◆ EXCERPTED PASSAGE ◆
Cherry PrInEcess (2013)
The player controls Liberty, a woman who’s magical cherry pies change the gender of whomever is struck in the face with them for one day. In this isometric dungeon crawler the player must fend off giant spiders and carnivorous eating trees in search of townsfolk to gender-swap with their pies. It’s a colourful, short and silly approach. Although it takes a gender binary for granted, it’s a good instance of having fun with gender politics without making fun of them. Cherry PrInEcess was developed in a week for the Lite Cook-Off contest (one of many orchestrated by the RPG Maker community) by a Welsh developer known as Caz.
Exit Fate (2009)
What starts as an apparent homage to JRPGs quickly becomes a beast of its own. Somewhere in the over 30 hour campaign, SCF’s Exit Fate starts subverting the conventions its paying tribute to. Ultimately, Exit Fate is about deciding who has the right to govern and how should they do that. There are some inherent classist issues to bear in those themes (Filipowich, Mark. “The Perspective of Privilege.” The Border House. May 1 2013), but it’s still a compelling political drama. Moreover, the elegant combat design and constant challenge makes it as appealing to first time JRPG players as to long-time fans.
Mainichi, the Japanese word for every day, is a biographical videogame-villanelle about the author’s daily public experiences. There are no tutorials or visual aids, just learned behaviours that the player must refine to prompt better responses out of strangers. Mainichi is a study in what is normal and what normality internalizes in people. It is the experience of a person’s interactions with subtle, ongoing systems that are learned through constant, oppressive exposure rather than through the conscious instruction we expect from games or from privilege. Brice herself has given a lot of context for Mainichi’s origins at about the time it was released last year (“Postpartum: Mainichi – How Personal Experience Became a Game.” The Border House. Nov 12 2012).
Sunset Over Imdhal (2005)

◆ PROVIDED MATERIAL ◆
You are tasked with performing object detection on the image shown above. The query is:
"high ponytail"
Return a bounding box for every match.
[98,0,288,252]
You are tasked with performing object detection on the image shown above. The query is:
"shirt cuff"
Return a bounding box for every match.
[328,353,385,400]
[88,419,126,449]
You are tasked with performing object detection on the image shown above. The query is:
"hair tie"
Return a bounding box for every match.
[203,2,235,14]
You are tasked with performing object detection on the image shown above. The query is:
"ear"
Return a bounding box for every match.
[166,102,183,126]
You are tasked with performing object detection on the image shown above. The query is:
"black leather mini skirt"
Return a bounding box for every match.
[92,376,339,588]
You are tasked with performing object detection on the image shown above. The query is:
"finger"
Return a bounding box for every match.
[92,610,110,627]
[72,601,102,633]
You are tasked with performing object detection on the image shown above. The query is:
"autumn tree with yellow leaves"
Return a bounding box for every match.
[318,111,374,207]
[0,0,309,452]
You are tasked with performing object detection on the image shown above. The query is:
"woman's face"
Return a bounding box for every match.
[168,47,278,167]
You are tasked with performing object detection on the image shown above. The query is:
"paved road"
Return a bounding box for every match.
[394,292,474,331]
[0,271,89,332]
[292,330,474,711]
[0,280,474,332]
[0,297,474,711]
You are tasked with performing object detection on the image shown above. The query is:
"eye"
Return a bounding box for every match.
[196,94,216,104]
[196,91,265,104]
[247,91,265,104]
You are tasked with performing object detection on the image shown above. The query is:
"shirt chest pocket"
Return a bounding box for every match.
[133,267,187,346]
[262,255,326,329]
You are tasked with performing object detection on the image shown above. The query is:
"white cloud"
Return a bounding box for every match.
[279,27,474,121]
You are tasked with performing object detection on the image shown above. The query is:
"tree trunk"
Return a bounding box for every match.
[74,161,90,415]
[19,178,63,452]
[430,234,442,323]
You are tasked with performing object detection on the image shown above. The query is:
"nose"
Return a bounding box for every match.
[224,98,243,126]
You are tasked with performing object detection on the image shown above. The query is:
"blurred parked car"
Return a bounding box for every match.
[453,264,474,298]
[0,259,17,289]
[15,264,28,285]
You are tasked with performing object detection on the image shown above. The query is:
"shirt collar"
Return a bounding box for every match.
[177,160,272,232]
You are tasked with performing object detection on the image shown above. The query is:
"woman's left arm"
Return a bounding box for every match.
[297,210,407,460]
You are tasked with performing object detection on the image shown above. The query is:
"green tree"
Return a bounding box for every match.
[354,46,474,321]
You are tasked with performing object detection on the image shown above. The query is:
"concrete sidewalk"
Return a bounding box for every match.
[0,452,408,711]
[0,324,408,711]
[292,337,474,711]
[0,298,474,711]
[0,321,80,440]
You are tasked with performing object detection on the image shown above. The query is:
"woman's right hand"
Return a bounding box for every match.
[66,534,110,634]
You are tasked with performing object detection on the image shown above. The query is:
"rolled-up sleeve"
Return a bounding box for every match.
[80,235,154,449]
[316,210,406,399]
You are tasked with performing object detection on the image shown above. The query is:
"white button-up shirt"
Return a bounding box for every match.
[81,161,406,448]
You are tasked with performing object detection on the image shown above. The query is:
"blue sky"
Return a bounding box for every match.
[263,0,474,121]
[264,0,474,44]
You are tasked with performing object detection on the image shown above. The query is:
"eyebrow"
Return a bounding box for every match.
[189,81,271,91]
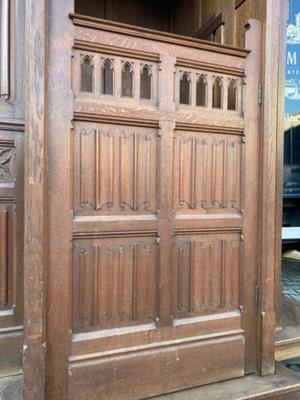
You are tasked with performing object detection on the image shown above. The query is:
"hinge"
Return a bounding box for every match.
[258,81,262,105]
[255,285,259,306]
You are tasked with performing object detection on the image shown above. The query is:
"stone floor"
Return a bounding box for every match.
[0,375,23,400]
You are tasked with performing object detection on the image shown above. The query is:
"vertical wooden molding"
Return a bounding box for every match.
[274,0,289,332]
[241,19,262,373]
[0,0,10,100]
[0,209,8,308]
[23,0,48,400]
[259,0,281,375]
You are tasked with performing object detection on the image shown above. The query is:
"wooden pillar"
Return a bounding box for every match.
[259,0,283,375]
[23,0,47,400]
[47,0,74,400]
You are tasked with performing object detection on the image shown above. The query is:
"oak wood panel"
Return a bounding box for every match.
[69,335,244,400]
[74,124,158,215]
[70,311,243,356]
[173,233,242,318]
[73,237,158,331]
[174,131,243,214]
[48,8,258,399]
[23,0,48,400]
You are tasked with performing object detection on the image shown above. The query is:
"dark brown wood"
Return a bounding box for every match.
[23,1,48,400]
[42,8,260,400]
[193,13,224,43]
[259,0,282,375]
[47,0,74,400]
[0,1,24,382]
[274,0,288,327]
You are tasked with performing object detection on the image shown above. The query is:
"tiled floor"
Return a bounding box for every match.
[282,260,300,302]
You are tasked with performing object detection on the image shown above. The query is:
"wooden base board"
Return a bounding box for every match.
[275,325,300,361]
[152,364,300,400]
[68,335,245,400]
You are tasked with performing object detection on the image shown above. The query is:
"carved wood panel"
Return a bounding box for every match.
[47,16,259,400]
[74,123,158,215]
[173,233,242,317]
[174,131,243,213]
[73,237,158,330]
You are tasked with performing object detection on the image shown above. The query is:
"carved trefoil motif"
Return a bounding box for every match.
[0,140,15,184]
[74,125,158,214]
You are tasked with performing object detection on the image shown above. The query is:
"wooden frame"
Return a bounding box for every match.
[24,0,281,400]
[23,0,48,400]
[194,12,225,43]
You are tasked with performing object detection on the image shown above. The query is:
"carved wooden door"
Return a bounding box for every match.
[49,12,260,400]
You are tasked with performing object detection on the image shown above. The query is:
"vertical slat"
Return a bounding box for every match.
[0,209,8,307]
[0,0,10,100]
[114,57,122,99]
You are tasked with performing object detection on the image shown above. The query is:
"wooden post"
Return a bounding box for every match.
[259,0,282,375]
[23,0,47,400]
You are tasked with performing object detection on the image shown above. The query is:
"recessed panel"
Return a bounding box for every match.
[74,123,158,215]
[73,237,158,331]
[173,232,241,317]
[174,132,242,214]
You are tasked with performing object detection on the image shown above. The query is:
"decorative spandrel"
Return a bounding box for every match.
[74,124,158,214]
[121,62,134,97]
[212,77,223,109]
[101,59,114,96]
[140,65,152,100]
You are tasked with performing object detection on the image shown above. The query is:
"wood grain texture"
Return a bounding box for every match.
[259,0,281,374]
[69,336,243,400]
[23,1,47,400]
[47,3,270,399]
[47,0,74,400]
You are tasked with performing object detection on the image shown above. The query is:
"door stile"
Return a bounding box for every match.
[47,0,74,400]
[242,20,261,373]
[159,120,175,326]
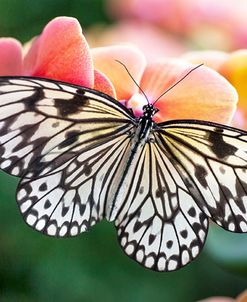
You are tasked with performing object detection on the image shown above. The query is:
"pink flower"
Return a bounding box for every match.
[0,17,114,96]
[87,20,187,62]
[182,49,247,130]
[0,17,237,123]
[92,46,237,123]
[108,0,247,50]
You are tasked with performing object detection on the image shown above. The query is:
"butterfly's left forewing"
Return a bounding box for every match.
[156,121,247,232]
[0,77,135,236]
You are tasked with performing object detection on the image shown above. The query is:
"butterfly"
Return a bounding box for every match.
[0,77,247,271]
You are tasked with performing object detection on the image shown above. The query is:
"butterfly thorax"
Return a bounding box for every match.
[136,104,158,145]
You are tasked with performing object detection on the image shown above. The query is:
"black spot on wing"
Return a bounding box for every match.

◆ EXERCISE TASKS ◆
A. Translate this sentence from the excerpt on RPG Maker games into Spanish: "Mainichi is a study in what is normal and what normality internalizes in people."
B. From the excerpt on RPG Maker games, repeat the stretch from "Cherry PrInEcess (2013)" through "known as Caz.".

◆ TASK ANSWERS ◆
A. Mainichi es un estudio sobre lo que es normal y lo que la normalidad interioriza en las personas.

B.
Cherry PrInEcess (2013)
The player controls Liberty, a woman who’s magical cherry pies change the gender of whomever is struck in the face with them for one day. In this isometric dungeon crawler the player must fend off giant spiders and carnivorous eating trees in search of townsfolk to gender-swap with their pies. It’s a colourful, short and silly approach. Although it takes a gender binary for granted, it’s a good instance of having fun with gender politics without making fun of them. Cherry PrInEcess was developed in a week for the Lite Cook-Off contest (one of many orchestrated by the RPG Maker community) by a Welsh developer known as Caz.